→ EXERCISE DATA:

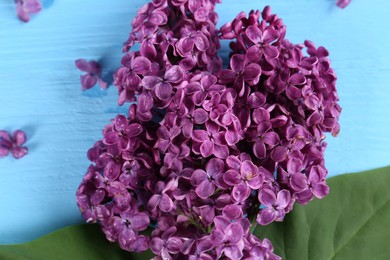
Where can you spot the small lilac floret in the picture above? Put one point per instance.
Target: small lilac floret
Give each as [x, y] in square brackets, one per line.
[93, 74]
[26, 7]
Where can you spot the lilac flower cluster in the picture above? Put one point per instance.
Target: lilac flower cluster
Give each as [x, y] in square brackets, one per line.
[26, 7]
[343, 3]
[207, 153]
[13, 144]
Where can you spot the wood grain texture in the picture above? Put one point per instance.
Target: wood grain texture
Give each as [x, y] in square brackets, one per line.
[40, 93]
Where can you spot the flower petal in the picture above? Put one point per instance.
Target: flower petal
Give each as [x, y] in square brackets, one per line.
[163, 90]
[266, 216]
[87, 81]
[19, 152]
[19, 137]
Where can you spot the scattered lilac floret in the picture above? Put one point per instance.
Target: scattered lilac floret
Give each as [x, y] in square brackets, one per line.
[26, 7]
[196, 156]
[93, 76]
[343, 3]
[13, 144]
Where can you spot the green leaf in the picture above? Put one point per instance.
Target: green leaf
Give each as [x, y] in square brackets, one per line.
[352, 222]
[82, 242]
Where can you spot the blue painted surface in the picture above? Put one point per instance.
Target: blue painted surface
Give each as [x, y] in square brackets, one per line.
[40, 93]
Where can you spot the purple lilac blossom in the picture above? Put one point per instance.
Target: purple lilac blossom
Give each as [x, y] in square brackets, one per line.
[343, 3]
[207, 153]
[93, 74]
[26, 7]
[13, 144]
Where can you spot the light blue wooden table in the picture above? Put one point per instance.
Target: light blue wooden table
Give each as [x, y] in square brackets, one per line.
[40, 93]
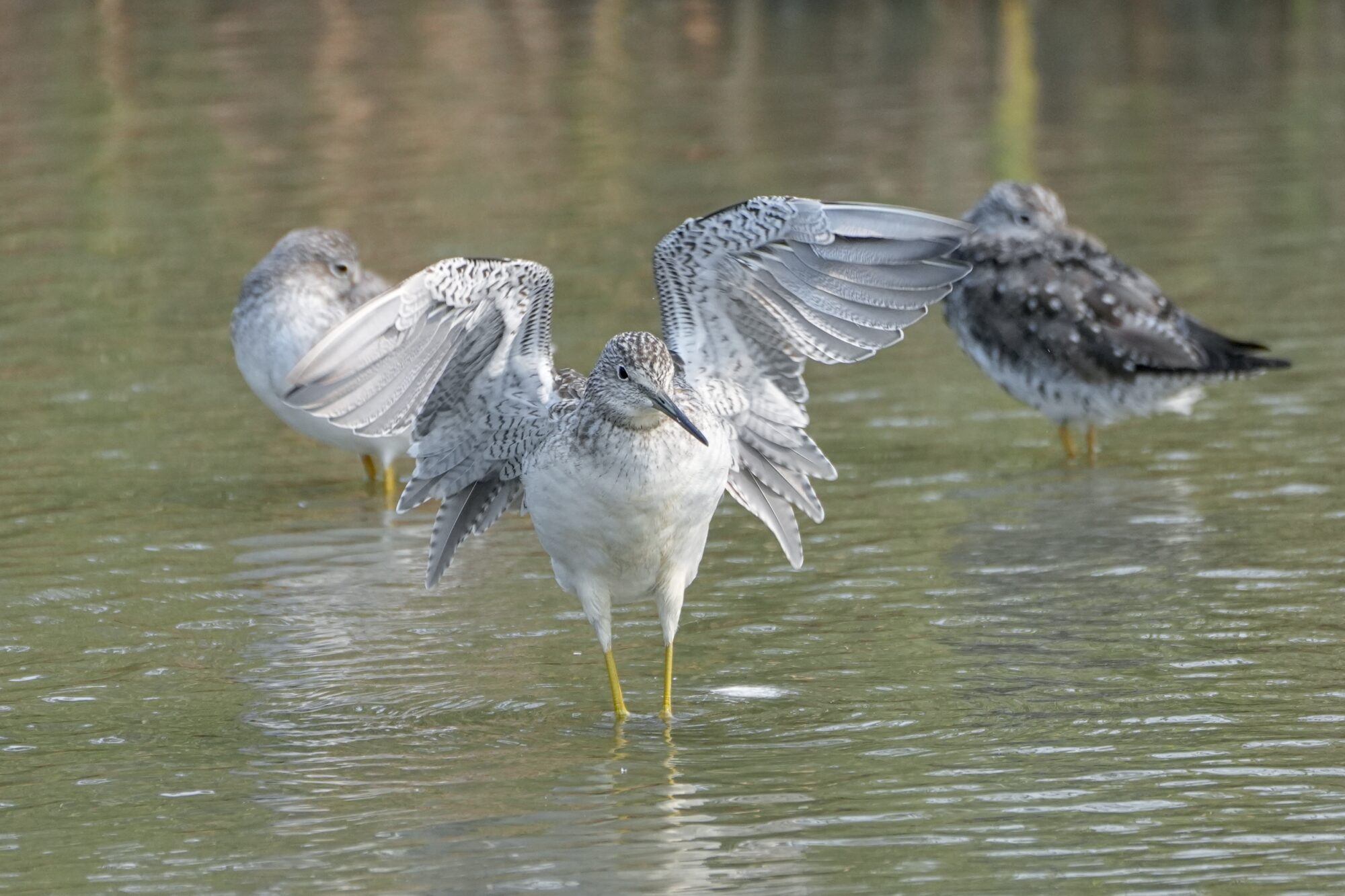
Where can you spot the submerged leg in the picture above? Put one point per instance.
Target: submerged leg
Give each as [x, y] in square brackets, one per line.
[614, 680]
[598, 607]
[666, 713]
[669, 603]
[1067, 440]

→ WRITTEN PROBLEM:
Rewrite the material from the line containing "Where can you spot the purple" through the end, replacing "submerged leg" with "underwater leg" and changing nothing else. Leave out the picture markers.

→ SOLVED PROBLEM:
Where can you spot the purple lilac blossom in the picture above? Put one point per instance.
Target: purple lilac blossom
Give each as [x, y] in square brackets, one per line.
[343, 3]
[207, 153]
[93, 74]
[26, 7]
[13, 144]
Where can you spot the light blue wooden table in the picture above? Put one point per instance.
Target: light blue wooden table
Give each as [x, y] in square brackets, one per line.
[40, 93]
Where can you spot the underwater leg in the picture above? Put one point per instance.
Target: underwater leg
Give each as [x, y] in square brackets, one per line.
[614, 680]
[598, 607]
[666, 713]
[669, 603]
[1067, 440]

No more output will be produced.